- Tasks for this exercise
a: Decide whether each statement agrees with the documentation for converting mutations into a UCSC custom track, answering yes or no and quoting the deciding words: (i) the projection argument defaults to "hg38"; (ii) projection has effect only when as_bigbed or as_biglolly is TRUE; (iii) when these_samples_metadata is NULL, every sample in maf_data is kept.
b: Supply the continuation of the documentation for converting mutations into a UCSC custom track, starting after its final sentence.

- Text block
--------------------------------------------------
Skip to contents

Convert mutations into a UCSC custom track file

Usage

maf_to_custom_track(
  maf_data,
  these_samples_metadata = NULL,
  this_seq_type = "genome",
  output_file,
  as_bigbed = FALSE,
  colour_column = "lymphgen",
  as_biglolly = FALSE,
  track_name = "GAMBL mutations",
  track_description = "mutations from GAMBL",
  verbose = FALSE,
  padding_size = 0,
  projection = "grch37",
  bedToBigBed_path = "config",
  these_sample_ids = NULL
)

Arguments

maf_data

maf_data obtained from of the get_ssm family of functions.

these_samples_metadata

A metadata table to subset the samples of interest from the input maf_data. If NULL (the default), all samples in maf_data are kept.

this_seq_type

The seq type you want back, default is "genome".

output_file

Name for your new bed file that can be uploaded as a custom track to UCSC.

as_bigbed

Boolean parameter controlling the format of the returned file. Default is FALSE.

colour_column

Set the colouring properties of the returned bed file. Per default, this function will assign colour based on "lymphgen".

as_biglolly

Boolean parameter controlling the format of the returned file. Default is FALSE (i.e a BED file will be returned).

track_name

Track name. Default is "GAMBL mutations"

track_description

Track description. Default is "mutations from GAMBL"

verbose

Default is FALSE.

padding_size

Optional parameter specifying the padding size in the returned file, default is 0.

projection

Specify which genome build to use. Possible values are "grch37" (default) or "hg38". This parameter has effect only when as_bigbed or as_biglolly is TRUE.

bedToBigBed_path

Path to your local bedToBigBed UCSC tool or the string "config" (default). If set to "config", GAMBLR.helpers::check_config_value is called internally and the bedToBigBed path is obtained from the config.yml file saved in the current working directory. This parameter is ignored if both as_bigbed and as_biglolly is set to FALSE.
--------------------------------------------------
- Exercise data
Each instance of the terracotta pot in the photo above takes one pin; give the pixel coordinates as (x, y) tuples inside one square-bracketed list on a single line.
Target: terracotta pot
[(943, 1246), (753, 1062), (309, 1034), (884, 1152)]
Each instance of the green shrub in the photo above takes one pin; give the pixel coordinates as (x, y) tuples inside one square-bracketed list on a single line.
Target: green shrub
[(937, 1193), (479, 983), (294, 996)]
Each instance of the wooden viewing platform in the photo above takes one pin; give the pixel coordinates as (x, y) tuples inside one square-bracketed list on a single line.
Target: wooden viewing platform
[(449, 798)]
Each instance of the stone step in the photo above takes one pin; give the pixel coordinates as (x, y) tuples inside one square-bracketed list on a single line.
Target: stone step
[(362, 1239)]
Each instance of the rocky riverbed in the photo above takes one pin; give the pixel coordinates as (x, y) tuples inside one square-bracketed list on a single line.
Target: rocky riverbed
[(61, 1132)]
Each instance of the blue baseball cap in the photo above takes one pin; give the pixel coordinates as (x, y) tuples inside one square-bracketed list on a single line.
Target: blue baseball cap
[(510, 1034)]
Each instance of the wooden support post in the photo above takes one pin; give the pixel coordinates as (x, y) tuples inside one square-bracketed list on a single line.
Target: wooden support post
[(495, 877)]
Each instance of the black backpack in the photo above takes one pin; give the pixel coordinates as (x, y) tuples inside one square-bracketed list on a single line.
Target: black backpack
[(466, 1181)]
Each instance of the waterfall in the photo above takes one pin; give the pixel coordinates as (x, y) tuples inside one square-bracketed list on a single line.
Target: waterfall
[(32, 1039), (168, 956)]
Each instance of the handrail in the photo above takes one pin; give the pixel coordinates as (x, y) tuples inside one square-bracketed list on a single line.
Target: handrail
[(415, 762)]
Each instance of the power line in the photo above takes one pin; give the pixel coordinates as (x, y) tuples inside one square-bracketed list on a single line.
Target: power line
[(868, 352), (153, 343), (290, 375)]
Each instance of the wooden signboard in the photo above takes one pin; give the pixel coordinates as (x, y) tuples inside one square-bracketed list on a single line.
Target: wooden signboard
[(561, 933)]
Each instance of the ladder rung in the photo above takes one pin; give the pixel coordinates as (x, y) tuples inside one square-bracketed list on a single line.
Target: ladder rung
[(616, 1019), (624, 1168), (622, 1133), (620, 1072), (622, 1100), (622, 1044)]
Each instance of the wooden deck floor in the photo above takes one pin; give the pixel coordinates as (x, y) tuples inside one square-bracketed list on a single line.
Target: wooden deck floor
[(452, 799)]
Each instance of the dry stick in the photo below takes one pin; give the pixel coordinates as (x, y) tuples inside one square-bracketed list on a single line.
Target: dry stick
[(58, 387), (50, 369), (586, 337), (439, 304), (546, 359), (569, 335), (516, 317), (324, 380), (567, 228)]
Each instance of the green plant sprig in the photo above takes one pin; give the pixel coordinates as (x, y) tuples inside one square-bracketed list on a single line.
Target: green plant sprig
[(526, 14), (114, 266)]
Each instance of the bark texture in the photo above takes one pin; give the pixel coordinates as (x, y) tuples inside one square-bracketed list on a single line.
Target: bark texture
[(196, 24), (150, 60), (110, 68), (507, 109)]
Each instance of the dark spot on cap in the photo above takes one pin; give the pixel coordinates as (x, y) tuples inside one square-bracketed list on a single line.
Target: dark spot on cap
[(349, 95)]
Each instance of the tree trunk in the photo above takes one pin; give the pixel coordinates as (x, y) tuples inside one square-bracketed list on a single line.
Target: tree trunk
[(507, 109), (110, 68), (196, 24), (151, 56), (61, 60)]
--------------------------------------------------
- Answers by task
a:
(i) No: "Possible values are "grch37" (default) or "hg38"."
(ii) Yes: "This parameter has effect only when as_bigbed or as_biglolly is TRUE."
(iii) Yes: "If NULL (the default), all samples in maf_data are kept."

b:
these_sample_ids

DEPRECATED

Value

Nothing.

Details

This function takes a set of mutations as maf_data and converts it to a UCSC Genome Browser ready BED (or bigbed/biglolly) file complete with the required header. Upload the resulting file to UCSC genome browser to view your data as a custom track. Optional parameters available for further customization of the returned file. For more information, refer to the parameter descriptions and function examples.

Examples

# using grch37 coordinates
myc_grch37 <- GAMBLR.utils::create_bed_data(
                GAMBLR.data::grch37_lymphoma_genes_bed
              ) %>%
              dplyr::filter(name == "MYC")

print(myc_grch37)
#> genomic_data Object
#> Genome Build: grch37 
#> Showing first 10 rows:
#>   chrom     start       end name
#> 1     8 128747680 128753674  MYC
# desired projection will be automatically set to the
# genome_build of your region object
genome_maf <- get_ssm_by_regions(regions_bed = myc_grch37,
                             these_samples_metadata = get_gambl_metadata(),
                             this_seq_type = "genome",
                             streamlined = FALSE)
#> 3273 capture samples are missing a value for protocol. Assuming Exome.
#> 138 biopsies are missing from the biopsy metadata. This should be fixed!
#> affected cohorts:  DLBCL_LSARP_Trios,Ennishi_tapestri,SMZL_Strefford,cHL_Maura,MCL_Barcelona
#> 110 biopsies with discrepancies in the pathology field. This should be fixed!
#> 10 biopsies with discrepancies in the time_point field. This should be fixed!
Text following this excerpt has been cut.